TASK BRIEF:
Could you reproduce all the items below with "marker" replaced by "dot" wherever it occurs, keeping everything else unchanged?

··· EXERCISE INPUT ···

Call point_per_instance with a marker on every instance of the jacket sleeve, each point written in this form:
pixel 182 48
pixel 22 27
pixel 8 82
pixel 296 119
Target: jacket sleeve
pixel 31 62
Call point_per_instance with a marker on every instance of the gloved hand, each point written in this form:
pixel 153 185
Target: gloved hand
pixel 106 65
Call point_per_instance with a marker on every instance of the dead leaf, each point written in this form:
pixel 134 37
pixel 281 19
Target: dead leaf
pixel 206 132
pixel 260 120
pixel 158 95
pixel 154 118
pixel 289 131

···

WORKED ANSWER:
Call point_per_instance with a dot on every instance of the jacket sleeve, each point written in this form:
pixel 182 48
pixel 22 27
pixel 8 82
pixel 296 119
Target: jacket sleeve
pixel 31 62
Call point_per_instance with a dot on every instance of the gloved hand, each point written in this form:
pixel 153 185
Target: gloved hand
pixel 106 65
Call point_per_instance with a dot on every instance of the dead leaf, each point written in this form:
pixel 134 37
pixel 281 19
Target: dead leaf
pixel 206 132
pixel 260 120
pixel 158 95
pixel 154 118
pixel 289 131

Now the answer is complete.